* Start Extracted text *
Using a local regular expression without /g. The string object match method will return an array containing

  • entire matched string

  • along with matches captured in regular expressions but for the first match only

const html = "<div class='test'><b>Hello</b> <i>world!</i></div>";
const result = html.match(/<(\/?)(\w+)([^>]+?)>/);
result: [ '<div class=\'test\'>', '', 'div', ' class=\'test\'' ]

Match segment doesn't work with global

💡
() or without() is the same thing

Using match with speard JS operation

JS has a standard class for representing dates

console.log(new Date());
//Wed Dec 27 2023 11:09:17 GMT+0700 (Indochina Time)

// console.log(new Date(2009, 11, 9));
// → Wed Dec 09 2009 00:00:00 GMT+0100 (CET) 

//console.log(new Date(2009, 11, 9, 12, 59, 59, 999)); 
// → Wed Dec 09 2009 12:59:59 GMT+0100 (CET)Referencing captures
💡
JS uses a convention where the month number starts at 0 (11 is December) and the date number starts at 1. It's really confusing

We can do it better

function getDate(string) {
    const [_,month,day,year]= /(\d{1,2})-(\d{1,2})-(\d{4})/.exec(string);
    return new Date(year,month-1,day);
}
console.log(getDate("1-30-2003"));
// → Thu Jan 30 2003 00:00:00 GMT+0100 (CET)

Capture reference within the replace string

In this code, the value of the first capture (in this case, the capital letter F) is referenced in the replace string (via $1). This allows us to specify a replacement string without even knowing what its value will be until matching time. That’s a powerful ninja-esque weapon to wield.

"fontFamily".replace(/([A-Z])/g,"-$1").toLowerCase();
//font-family
💡
$1 is the first capture group

Replace string

The replace method of the String object is a powerful and versatile method. When a regular expression is provided as first parameter to replace, it will cause a replacement on a match ( or matches if the regex is global) to the pattern rather than a fixed string

Simple form

//Replace with simple string
console.log("papa".replace("p","m"));
// mapa
"ABCDEF".replace(/[A-Z]/,"X");
// XBCDEF
"ABCDEF".replace(/[A-Z]/g,"X";
//XXXXXX

Swap string

"Liskov, Barbara\nMcCarthy, John\nWadler, Philip".replace(/(\w+), (\w+)/g,"$2 $1")
* End Extracted text *
* Start Data lines *
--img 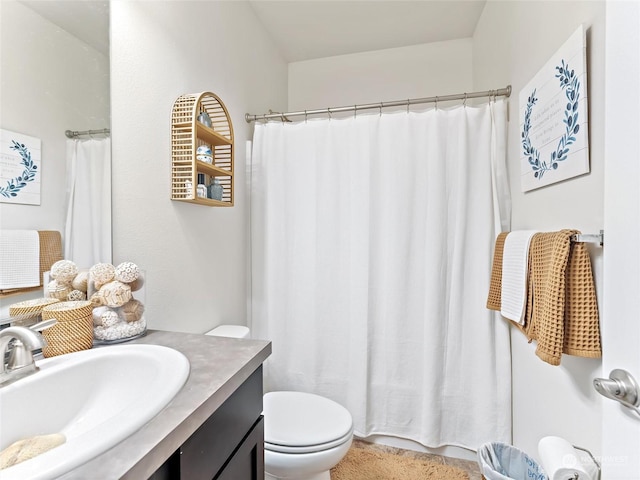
* End Data lines *
• **What you need to do**:
1. Summarize the notes on JavaScript regular expressions in two sentences.
2. Carry on the notes on JavaScript regular expressions from the point where they stop.

• **Task-by-task answers**:
1. Without the /g flag, the string match method returns an array holding the entire matched string along with the captured groups, but only for the first match. JavaScript's Date class numbers months from 0 and days from 1, and the replace method accepts a regular expression, replacing the first match or every match when the pattern is global, with $1 in the replacement string referring to the first capture group.

2.
// Barbara Liskov
// John McCarthy
// Philip Wadler

Regular expressions with function

"border-bottom-width".replace(/-(\w)/g,(all,letter)=>{
   return letter.toUpperCase();
});
// borderBottomWidth
// the function will get called twice , each with all = -b , letter = b
// second is all = -w , letter = w

We can use replace function to iterate over a string as well

💡
If we use a local match with this exact regular expression, we can only get foo and "1.". And if we use global match, we will get foo=1, foo=2, blah=a, blab=b, foo=3
// data: foo=1&foo=2&blah=a&blah=b&foo=3

// expected: "foo=1,2,3&blah=a,b",

function compress(source) {
    const keys = {};
    source.replace(/([^=&]+)=([^&]*)/g,
    function (full,key,value) {
       keys[key] =
            (keys[key] ? keys[key] + "," : "") + value;
       return "";
   });
//full = foo=1 , key=foo , value = 1

  const result = [];
  for (let key in keys) {
    result.push(key + "=" + keys[key]);
  }
  return result.join("&");
}
}

The most interesting aspect of this example is its use of the string replace method as a means of traversing a string for values rather than as a search-and-replace mechanism. The trick is twofold: passing in a function as the replacement value argument, and instead of returning a value, using it as a means of searching

With global matching string, we can only get a list of matches.

The search method

The indexOf method on strings cannot be called with a regular expression. But there is another method, search, that does expect a regular expression. Like indexOf, it returns the first index on which the expression was found, or -1 when it wasn’t found.

console.log(" word".search(/\S/);
// -> 2
console.log(" ".search(/\S/); 
// -> -1
However there's no way to indicate where the match should start like
indexOf

Solving common problem with regular expressions

Matching newlines

When performing a search, it’s sometimes desirable for the period (.) term, which matches any character except for newline, to also include newline characters. Regular expression implementations in other languages frequently include a flag for making this possible, but JavaScript’s implementation doesn’t.

const html = "<b>Hello</b>\n<i>world!</i>";
/.*/.exec(html)[0] === "<b>Hello</b>";

/[\S\s]*/.exec(html)[0] ===
        "<b>Hello</b>\n<i>world!</i>",
💡
There's an interesting combination here; we define a character class that matches anything that's not a whitespace and anything that's a whitespace. This union is a set of characters

Another approach is ( | )

/(?:.|\s)/.exec(html)[0] === "<b>Hello</b><i>world!</i>";
💡
We match everything with . but also newline. The result is a set of characters, including everything and newlines. Note the use of a passive subexpression to prevent any unintended captures. Because of its simplicity (and implicit speed benefits),

Exercises

  1. In JavaScript, regular expressions can be created with which of the following?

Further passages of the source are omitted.